----- Data supplied

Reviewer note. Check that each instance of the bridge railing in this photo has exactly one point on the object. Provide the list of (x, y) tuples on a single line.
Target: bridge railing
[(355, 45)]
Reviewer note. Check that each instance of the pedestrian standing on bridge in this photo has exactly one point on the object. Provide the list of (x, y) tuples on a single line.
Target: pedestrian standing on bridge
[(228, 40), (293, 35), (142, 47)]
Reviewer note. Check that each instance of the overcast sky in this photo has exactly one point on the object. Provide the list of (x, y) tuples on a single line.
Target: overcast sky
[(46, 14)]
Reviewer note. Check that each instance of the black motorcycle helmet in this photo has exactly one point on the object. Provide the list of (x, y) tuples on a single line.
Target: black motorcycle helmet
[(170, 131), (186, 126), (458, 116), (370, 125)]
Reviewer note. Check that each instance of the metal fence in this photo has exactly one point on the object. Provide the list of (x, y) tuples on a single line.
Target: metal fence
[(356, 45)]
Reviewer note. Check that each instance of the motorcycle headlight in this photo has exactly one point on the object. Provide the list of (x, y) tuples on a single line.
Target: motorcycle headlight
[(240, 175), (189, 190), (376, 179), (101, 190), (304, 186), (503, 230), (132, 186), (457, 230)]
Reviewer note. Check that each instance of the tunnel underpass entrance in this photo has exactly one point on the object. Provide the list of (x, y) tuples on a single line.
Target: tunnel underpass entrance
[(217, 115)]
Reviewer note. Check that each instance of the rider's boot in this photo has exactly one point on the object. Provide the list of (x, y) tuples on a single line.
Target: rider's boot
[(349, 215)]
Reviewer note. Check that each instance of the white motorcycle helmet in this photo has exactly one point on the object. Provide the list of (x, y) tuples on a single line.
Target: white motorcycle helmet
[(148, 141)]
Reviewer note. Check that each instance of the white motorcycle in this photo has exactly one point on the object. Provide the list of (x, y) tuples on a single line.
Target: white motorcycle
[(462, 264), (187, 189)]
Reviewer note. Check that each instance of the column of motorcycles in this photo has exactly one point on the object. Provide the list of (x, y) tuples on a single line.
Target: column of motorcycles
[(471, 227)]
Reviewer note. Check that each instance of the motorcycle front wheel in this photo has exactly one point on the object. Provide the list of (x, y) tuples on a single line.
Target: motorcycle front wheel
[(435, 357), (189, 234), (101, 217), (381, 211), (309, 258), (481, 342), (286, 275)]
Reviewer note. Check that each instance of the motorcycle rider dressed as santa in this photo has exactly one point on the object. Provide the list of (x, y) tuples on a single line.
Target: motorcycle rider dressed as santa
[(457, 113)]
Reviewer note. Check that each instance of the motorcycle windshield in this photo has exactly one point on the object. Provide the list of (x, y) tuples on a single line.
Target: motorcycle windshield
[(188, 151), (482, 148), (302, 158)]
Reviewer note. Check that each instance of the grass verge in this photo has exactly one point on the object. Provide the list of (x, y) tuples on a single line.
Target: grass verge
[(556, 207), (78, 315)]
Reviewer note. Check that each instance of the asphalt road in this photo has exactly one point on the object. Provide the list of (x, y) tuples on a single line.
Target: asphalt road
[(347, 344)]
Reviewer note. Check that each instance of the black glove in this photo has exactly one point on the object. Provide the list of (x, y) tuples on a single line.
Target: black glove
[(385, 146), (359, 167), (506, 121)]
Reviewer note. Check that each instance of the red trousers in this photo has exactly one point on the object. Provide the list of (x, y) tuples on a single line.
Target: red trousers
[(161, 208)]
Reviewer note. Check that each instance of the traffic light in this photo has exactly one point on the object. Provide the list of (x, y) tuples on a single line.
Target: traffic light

----------

## Set task
Arrange the lines from the beginning of the items up to and including the line that contains "[(356, 45)]" as a JSON list of strings, with one string per line and any blank lines left out.

## Exercise solution
[
  "Reviewer note. Check that each instance of the bridge railing in this photo has exactly one point on the object. Provide the list of (x, y) tuples on a single line.",
  "Target: bridge railing",
  "[(355, 45)]",
  "Reviewer note. Check that each instance of the pedestrian standing on bridge in this photo has exactly one point on the object. Provide the list of (x, y) tuples on a single line.",
  "Target: pedestrian standing on bridge",
  "[(228, 40), (293, 35), (142, 47)]",
  "Reviewer note. Check that each instance of the overcast sky in this photo has exactly one point on the object. Provide the list of (x, y) tuples on a single line.",
  "Target: overcast sky",
  "[(46, 14)]",
  "Reviewer note. Check that each instance of the black motorcycle helmet in this photo has exactly one point on the object. Provide the list of (x, y) tuples on a single line.",
  "Target: black motorcycle helmet",
  "[(170, 131), (186, 126), (458, 116), (370, 125)]",
  "Reviewer note. Check that each instance of the metal fence in this photo has exactly one point on the object. Provide the list of (x, y) tuples on a single line.",
  "Target: metal fence",
  "[(356, 45)]"
]